----- Source
Having something like that would allow for incremental/iterative programmatic deployments like in the API v1 which would be awesome.

Hi @sihanwang41, yes, inference would happen directly. What the S3 link is useful for is for programmatic deployment and exposing these models in the first place. Imagine i have a process upstream that trains a model, saves the binary in S3 and calls a Ray Serve "standard serving class" asking "please create a new endpoint to deploy this model i just trained, this is the S3 link"

Dec 18 '22 06:12 andreapiso

This is a great addition.

I would also add that this type of "get/update" API would be really helpful for my use case, which is trying to run a deployment and send requests via the python API programmatically.

Another thing that is useful in development is the ability to "delete" a deployment (i.e., change the port that it is bound on).

Dec 23 '22 05:12 richardliaw

I think it is important to note, that this change (lack of support for running multiple applications in the v2.x API) also permanently and irreparably breaks integrations like the Haystack-Ray integration and if this functionality is not restored in v2.x then likely will cause the loss of Haystack users who are using or considering using Ray Serve as a backend.

In Haystack the NLP pipeline runs locally and deploys its components individually (as individual deployments) onto Ray Serve and then keeps the ServeHandle for each. At runtime it calls each of those ServeHandles as the data progresses through the Haystack NLP pipeline. This happens this way, so we can have Haystack pipeline components which are NOT deployed to Ray Serve (for various reasons) while other components of the same pipeline are deployed to Ray Serve. This mix-and-match approach allows great flexibility.

Also this same approach allows for the reuse of the same component at runtime between multiple separate Haystack apps on the component level. So if there are two Haystack apps with two different pipelines but those pipelines have overlapping components, then those components won't need to be deployed onto Ray Serve twice and wasting expensive resources (like GPUs), but can be deployed only once and reused between the two Haystack apps. For example Haystack Pipeline A deployed a "Reader" component as part of its NLP pipeline to Ray Serve, then another Haystack Pipeline B can use the same "Reader" component from Ray Serve, without needed to deploy its own copy. This is achieved by the ServeHandle returning the same handle as long as the deployment name and version is the same. This is important for resource re-use. This is why we also mourn the loss of the version parameter in v2.x, but we can potentially work around it with the name, just gets less clear that way.

@shrekris-anyscale has told me that this should be possible with the new design, by using graph with individual deployments - as long as the graph abstraction is lightweight enough. So Haystack would deploy each component of its Haystack NLP Pipeline as a separate graph onto Ray Serve and keep the handle for each of those deployed graphs, something like:

# Haystack NLP Pipeline - component #1:
@serve.deployment
def f1():
    ...

graph1 = f1.bind()
handle1 = serve.run(graph1)
haystack.store(handle1)
----------
----- Listed records
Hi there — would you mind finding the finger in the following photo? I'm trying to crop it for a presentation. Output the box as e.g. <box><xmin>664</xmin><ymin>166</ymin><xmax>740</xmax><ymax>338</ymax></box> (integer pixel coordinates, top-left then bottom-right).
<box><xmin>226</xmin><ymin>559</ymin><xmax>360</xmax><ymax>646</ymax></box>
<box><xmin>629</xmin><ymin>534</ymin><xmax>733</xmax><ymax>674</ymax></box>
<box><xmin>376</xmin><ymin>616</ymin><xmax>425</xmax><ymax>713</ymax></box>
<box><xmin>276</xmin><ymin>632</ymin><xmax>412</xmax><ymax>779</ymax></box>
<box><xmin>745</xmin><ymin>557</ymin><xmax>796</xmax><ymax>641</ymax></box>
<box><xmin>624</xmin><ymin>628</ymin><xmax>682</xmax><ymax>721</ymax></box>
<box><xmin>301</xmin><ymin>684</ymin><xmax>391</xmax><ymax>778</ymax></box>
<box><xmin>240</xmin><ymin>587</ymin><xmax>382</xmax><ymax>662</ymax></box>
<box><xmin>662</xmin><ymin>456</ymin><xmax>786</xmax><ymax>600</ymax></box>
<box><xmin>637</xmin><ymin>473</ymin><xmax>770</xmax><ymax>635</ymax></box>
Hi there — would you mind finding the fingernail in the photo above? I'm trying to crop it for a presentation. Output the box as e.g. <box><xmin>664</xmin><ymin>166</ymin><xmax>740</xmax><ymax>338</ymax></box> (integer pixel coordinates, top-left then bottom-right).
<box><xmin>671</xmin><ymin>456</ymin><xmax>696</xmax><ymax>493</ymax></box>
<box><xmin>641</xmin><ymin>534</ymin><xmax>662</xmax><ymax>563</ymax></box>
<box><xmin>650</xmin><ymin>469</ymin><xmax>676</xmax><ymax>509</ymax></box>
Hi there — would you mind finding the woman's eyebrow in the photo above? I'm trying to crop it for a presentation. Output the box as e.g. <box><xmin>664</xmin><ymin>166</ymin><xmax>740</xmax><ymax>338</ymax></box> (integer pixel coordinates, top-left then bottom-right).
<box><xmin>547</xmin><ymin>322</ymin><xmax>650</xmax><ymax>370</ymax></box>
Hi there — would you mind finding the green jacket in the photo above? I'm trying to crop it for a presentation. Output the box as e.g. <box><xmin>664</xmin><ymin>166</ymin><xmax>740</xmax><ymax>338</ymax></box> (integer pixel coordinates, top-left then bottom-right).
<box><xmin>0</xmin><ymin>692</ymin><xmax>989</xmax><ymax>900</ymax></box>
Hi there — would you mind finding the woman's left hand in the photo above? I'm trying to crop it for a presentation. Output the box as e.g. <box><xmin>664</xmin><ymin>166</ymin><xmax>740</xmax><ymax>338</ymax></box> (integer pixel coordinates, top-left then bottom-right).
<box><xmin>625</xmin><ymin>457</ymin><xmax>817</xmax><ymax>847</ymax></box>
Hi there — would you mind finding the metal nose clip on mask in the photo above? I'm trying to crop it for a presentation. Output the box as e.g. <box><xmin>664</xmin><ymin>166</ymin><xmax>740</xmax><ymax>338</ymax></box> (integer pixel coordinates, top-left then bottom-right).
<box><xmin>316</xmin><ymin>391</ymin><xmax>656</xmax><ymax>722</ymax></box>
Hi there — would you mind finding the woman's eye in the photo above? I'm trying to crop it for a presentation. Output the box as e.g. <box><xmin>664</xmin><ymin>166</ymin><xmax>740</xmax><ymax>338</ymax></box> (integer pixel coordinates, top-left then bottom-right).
----------
*What to do*:
[A] Repeat a passage from the Ray Serve discussion word for word, starting at the words "Dec 18 '22 06:12" and ending after the words "is bound on).".
[B] Pick up the Ray Serve discussion where it stops and keep writing it.

*Answers to the exercises*:
[A]
Dec 18 '22 06:12 andreapiso

This is a great addition.

I would also add that this type of "get/update" API would be really helpful for my use case, which is trying to run a deployment and send requests via the python API programmatically.

Another thing that is useful in development is the ability to "delete" a deployment (i.e., change the port that it is bound on).

[B]
# Haystack NLP Pipeline - component #2:
@serve.deployment
def f2():
    ...

graph2 = f2.bind()
handle2 = serve.run(graph2)
haystack.store(handle2)
...

Which is the same pattern Haystack follows today with Ray v1.x API, except instead of bind() and serve.run() it uses the deploy() and get_handle() and then at runtime ray.get() with remote(). (see here and then here)

Dec 30 '22 00:12 zoltan-fedor

This is really great!

I am currently using multiple applications in a single cluster with Ray 1.x. These proposed changes make possible to have this on Ray 2.x, probably with minor changes on the application side. Also, I could use single models or model graphs.

Jan 01 '23 22:01 lasp73

Hi, is there any update on this? Also, how can I currently support multiple apps? I have 1 cluster with multiple apps using .deploy(). I am trying to use .bind() but it's not possible due to the limitation. What can I do currently to change my code to run .bind()?

Feb 06 '23 05:02 TUB-hasib

If you want to support multiple apps, you will need to use deploy until the changes discussed in the RFC make it in.

Feb 06 '23 05:02 andreapiso

@andreapiso Is there any way around it? for example, creating a separate cluster for each app. or putting models of all the apps in a single model. Based on the route decisions, it will decide which model part to invoke.

Feb 06 '23 10:02 TUB-hasib

Here's an approach for deploying multiple deployments that are defined with FastAPI semantics with a single head/ingress deployment that routes to the child deployments. It's probably not the solution to everyone's use case that is following this issue, but it was the solution to mine.

This was adapted from working code; there are lots of missing import statements and such. Hopefully you can get the gist of how this works.

# test_resource.py

app_a = FastAPI()  # each deployment must have its own FastAPI app

@serve.deployment(ray_actor_options={'num_cpus': 1})
@serve.ingress(app_a)
class TestResourceUpdateDeployment:
    @app_a.patch('/test_resource/{test_resource_id}', response_model=TestResourceResponse)
    def update_test_resource(
        self,
        test_resource_data: TestResourceData,
        test_resource_id: str,
    ) -> TestResource:
        test_resource = TestResource.find(test_resource_id)
        test_resource.update(test_resource_data).save()
        return test_resource


test_resource_update_deployment = TestResourceUpdateDeployment.bind()  # type: ignore

# ingress.py

from fastapi import FastAPI
from fastapi.routing import APIRoute
from mantium.logging import get_logger
from ray import serve
from ray.dag.class_node import ClassNode
from starlette.requests import Request
from starlette.responses import JSONResponse
from starlette.routing import Match

from test_resource import app_a, test_resource_update_deployment

@serve.deployment
class IngressDeployment:
    """
    An ingress deployment that routes requests to sub deployments using FastAPI instances.

    Each sub deployment must be passed to the initializer in a tuple with the FastAPI instance
    used to define its routes.
    """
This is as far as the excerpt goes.